Reproduce everything in the records below, from the line containing "Place a point on every instance of the gray baseball pants" down to the end of the records.

----------------

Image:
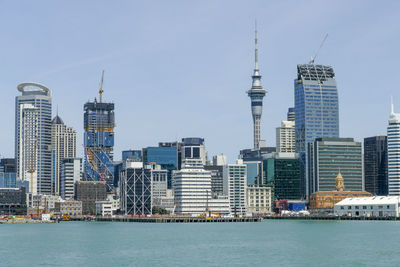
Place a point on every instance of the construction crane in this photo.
(316, 54)
(31, 171)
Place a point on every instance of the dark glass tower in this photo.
(316, 111)
(375, 165)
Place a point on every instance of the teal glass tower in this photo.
(316, 112)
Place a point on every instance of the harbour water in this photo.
(268, 243)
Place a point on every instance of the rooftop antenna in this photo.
(391, 105)
(101, 87)
(316, 54)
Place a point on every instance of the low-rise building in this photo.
(378, 206)
(325, 200)
(12, 201)
(69, 207)
(259, 199)
(89, 192)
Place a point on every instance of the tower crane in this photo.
(316, 54)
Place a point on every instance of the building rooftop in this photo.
(384, 200)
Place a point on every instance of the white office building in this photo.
(378, 206)
(33, 137)
(235, 186)
(192, 190)
(393, 148)
(285, 137)
(71, 172)
(63, 145)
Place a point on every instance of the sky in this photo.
(179, 69)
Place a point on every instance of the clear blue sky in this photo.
(181, 68)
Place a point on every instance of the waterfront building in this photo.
(8, 176)
(99, 123)
(254, 170)
(165, 156)
(375, 165)
(192, 190)
(33, 137)
(259, 199)
(136, 189)
(327, 156)
(285, 137)
(291, 114)
(217, 179)
(71, 172)
(159, 184)
(316, 112)
(193, 148)
(282, 173)
(43, 204)
(325, 200)
(133, 155)
(63, 145)
(235, 186)
(219, 160)
(393, 147)
(377, 206)
(89, 192)
(256, 94)
(13, 201)
(69, 207)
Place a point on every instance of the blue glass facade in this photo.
(316, 111)
(166, 157)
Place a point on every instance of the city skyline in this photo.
(222, 63)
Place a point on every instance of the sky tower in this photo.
(256, 94)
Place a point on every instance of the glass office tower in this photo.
(316, 111)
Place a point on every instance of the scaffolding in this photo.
(136, 185)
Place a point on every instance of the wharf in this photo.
(177, 219)
(332, 218)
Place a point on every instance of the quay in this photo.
(332, 218)
(171, 219)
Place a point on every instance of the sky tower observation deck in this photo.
(256, 94)
(99, 123)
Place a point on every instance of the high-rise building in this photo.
(33, 137)
(63, 145)
(285, 137)
(256, 94)
(316, 111)
(99, 123)
(282, 173)
(291, 114)
(375, 165)
(165, 156)
(71, 172)
(8, 176)
(192, 190)
(328, 156)
(193, 148)
(393, 146)
(219, 160)
(217, 179)
(135, 189)
(235, 186)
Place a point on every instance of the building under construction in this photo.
(99, 126)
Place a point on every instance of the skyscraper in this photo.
(99, 126)
(285, 137)
(33, 137)
(256, 94)
(63, 145)
(393, 139)
(316, 111)
(375, 165)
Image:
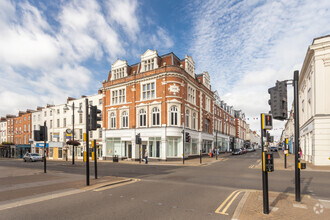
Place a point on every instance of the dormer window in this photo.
(118, 73)
(119, 69)
(149, 65)
(189, 65)
(149, 60)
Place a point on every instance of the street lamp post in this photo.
(79, 111)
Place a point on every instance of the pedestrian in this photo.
(146, 156)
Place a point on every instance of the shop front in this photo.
(117, 147)
(56, 150)
(22, 149)
(40, 148)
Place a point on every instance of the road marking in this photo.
(302, 206)
(240, 206)
(230, 200)
(116, 185)
(39, 199)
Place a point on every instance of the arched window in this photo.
(207, 125)
(194, 121)
(124, 119)
(155, 116)
(143, 118)
(174, 115)
(113, 120)
(187, 118)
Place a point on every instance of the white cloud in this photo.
(247, 46)
(124, 12)
(44, 63)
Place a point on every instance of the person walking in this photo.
(146, 156)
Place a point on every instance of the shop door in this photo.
(129, 150)
(144, 146)
(55, 153)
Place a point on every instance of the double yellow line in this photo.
(230, 199)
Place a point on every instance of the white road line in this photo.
(39, 199)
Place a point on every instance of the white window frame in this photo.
(187, 118)
(139, 117)
(194, 120)
(118, 96)
(146, 84)
(122, 122)
(155, 113)
(191, 94)
(172, 113)
(112, 120)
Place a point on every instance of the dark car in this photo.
(273, 149)
(236, 152)
(250, 149)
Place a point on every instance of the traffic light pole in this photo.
(95, 158)
(45, 152)
(73, 133)
(296, 130)
(216, 145)
(285, 153)
(183, 143)
(264, 173)
(87, 143)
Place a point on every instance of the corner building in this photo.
(157, 98)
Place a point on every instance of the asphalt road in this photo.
(164, 192)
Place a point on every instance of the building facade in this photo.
(58, 119)
(3, 130)
(314, 109)
(158, 98)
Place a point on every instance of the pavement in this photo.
(282, 206)
(226, 188)
(206, 160)
(279, 164)
(26, 186)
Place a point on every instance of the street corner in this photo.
(282, 206)
(109, 182)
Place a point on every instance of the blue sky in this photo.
(50, 50)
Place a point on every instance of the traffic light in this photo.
(187, 137)
(268, 162)
(138, 139)
(267, 121)
(94, 118)
(36, 134)
(43, 133)
(278, 100)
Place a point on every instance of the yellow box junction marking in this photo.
(229, 200)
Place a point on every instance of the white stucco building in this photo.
(314, 101)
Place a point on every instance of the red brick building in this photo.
(157, 98)
(22, 127)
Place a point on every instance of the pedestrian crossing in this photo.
(256, 165)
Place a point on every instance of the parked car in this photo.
(236, 152)
(273, 149)
(31, 157)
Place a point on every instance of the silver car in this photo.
(32, 157)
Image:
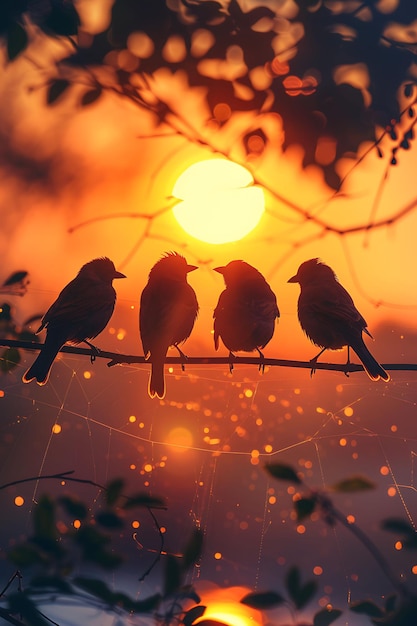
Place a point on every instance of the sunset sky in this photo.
(78, 183)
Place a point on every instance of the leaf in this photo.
(16, 277)
(56, 89)
(172, 575)
(263, 600)
(282, 472)
(304, 507)
(193, 614)
(21, 604)
(91, 96)
(326, 617)
(114, 491)
(74, 507)
(367, 607)
(193, 549)
(352, 484)
(17, 41)
(10, 358)
(108, 519)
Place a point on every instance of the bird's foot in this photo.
(261, 366)
(183, 356)
(313, 363)
(231, 359)
(94, 351)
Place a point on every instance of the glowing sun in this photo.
(218, 201)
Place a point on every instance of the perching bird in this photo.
(329, 317)
(168, 310)
(245, 315)
(81, 311)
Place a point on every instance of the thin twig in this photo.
(116, 358)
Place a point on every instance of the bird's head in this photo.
(238, 271)
(102, 269)
(312, 270)
(173, 266)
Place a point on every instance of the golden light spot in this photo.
(140, 44)
(218, 201)
(222, 112)
(181, 437)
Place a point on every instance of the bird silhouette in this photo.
(168, 310)
(329, 317)
(81, 311)
(245, 315)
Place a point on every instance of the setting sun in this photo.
(218, 201)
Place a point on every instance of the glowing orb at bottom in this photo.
(218, 201)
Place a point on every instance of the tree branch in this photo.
(116, 358)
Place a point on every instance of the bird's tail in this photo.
(374, 370)
(156, 385)
(40, 368)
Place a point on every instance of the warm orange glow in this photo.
(219, 201)
(180, 437)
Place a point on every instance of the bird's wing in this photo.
(333, 302)
(78, 300)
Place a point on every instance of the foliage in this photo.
(331, 72)
(400, 609)
(15, 284)
(58, 548)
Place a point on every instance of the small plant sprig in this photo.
(400, 609)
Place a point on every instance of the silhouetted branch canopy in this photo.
(336, 73)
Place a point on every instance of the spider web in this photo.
(203, 448)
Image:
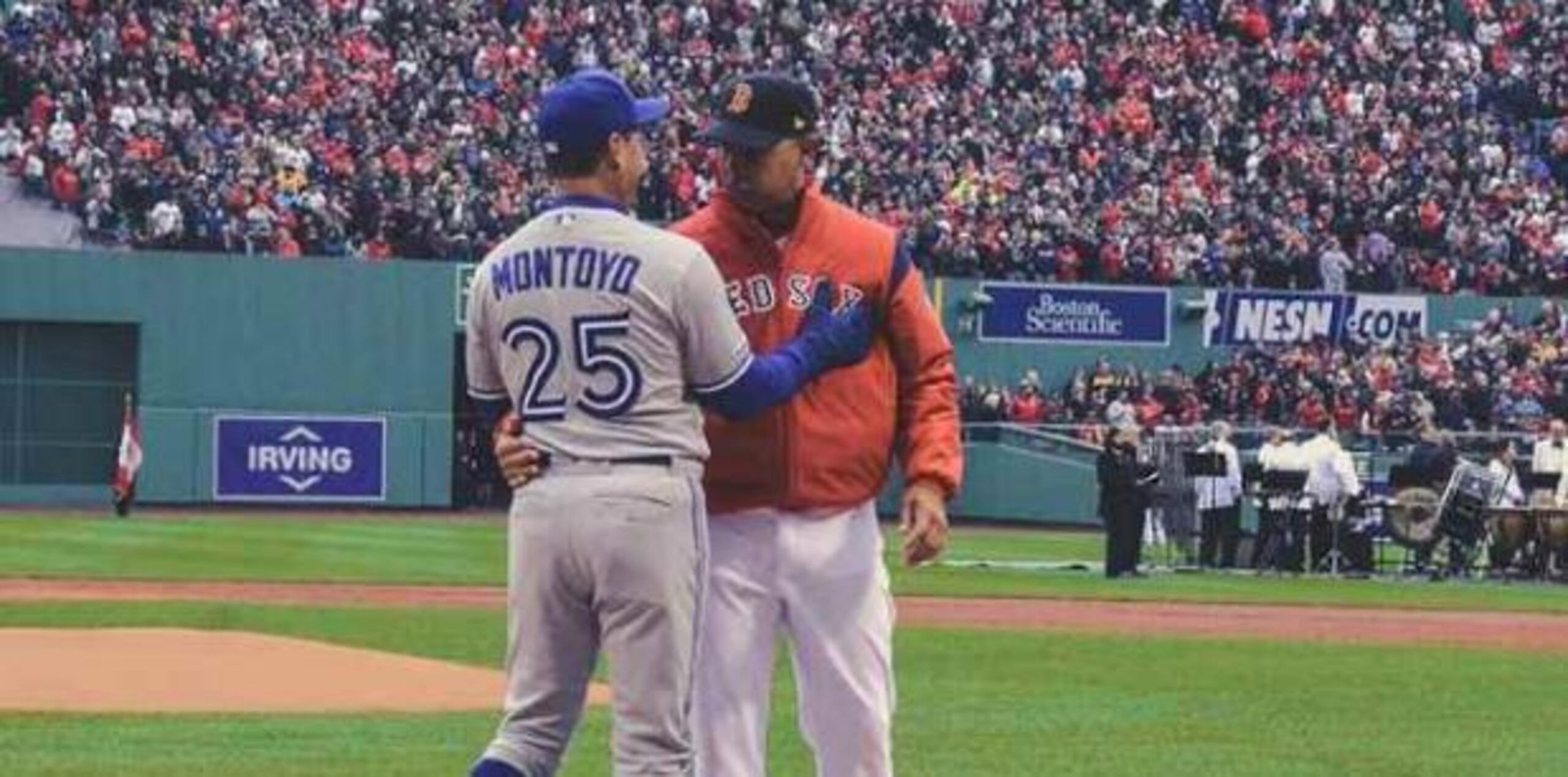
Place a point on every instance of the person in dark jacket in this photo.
(1123, 499)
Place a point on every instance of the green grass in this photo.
(468, 551)
(256, 548)
(970, 703)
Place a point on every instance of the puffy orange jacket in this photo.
(832, 445)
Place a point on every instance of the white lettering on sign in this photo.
(1049, 316)
(1283, 320)
(300, 459)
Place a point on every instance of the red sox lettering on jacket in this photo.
(832, 445)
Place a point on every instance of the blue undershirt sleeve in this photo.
(761, 384)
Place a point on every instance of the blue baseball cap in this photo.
(587, 107)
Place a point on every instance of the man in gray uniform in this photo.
(600, 332)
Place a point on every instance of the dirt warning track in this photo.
(1348, 625)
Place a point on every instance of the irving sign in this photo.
(298, 459)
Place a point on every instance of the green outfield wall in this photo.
(200, 336)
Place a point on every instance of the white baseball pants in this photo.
(821, 580)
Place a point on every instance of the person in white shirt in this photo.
(1330, 481)
(1220, 501)
(1506, 545)
(1548, 456)
(1509, 492)
(1277, 533)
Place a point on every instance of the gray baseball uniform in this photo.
(598, 328)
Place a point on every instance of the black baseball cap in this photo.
(760, 110)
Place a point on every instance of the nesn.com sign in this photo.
(298, 459)
(1261, 317)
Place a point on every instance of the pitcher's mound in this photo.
(187, 671)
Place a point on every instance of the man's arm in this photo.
(827, 339)
(929, 446)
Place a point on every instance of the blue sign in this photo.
(1266, 317)
(1082, 314)
(295, 459)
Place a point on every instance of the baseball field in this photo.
(349, 646)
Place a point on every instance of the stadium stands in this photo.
(1374, 145)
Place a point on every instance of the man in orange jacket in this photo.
(793, 523)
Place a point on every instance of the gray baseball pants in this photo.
(609, 558)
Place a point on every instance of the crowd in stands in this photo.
(1498, 376)
(1291, 143)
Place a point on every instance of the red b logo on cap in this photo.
(741, 101)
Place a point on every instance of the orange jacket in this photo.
(832, 445)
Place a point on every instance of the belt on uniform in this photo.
(546, 459)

----------------

Result of the exercise:
Place a point on every instance of the gray baseball pants in this photo.
(609, 558)
Place a point on every instance of the crowd in stands in this photo.
(1498, 376)
(1291, 143)
Place a point on every instance of the red b logo on cap in this photo.
(741, 101)
Place a point on every instance of the orange jacket in this photo.
(832, 445)
Place a point on every instance of the belt on uniform in this photo.
(546, 459)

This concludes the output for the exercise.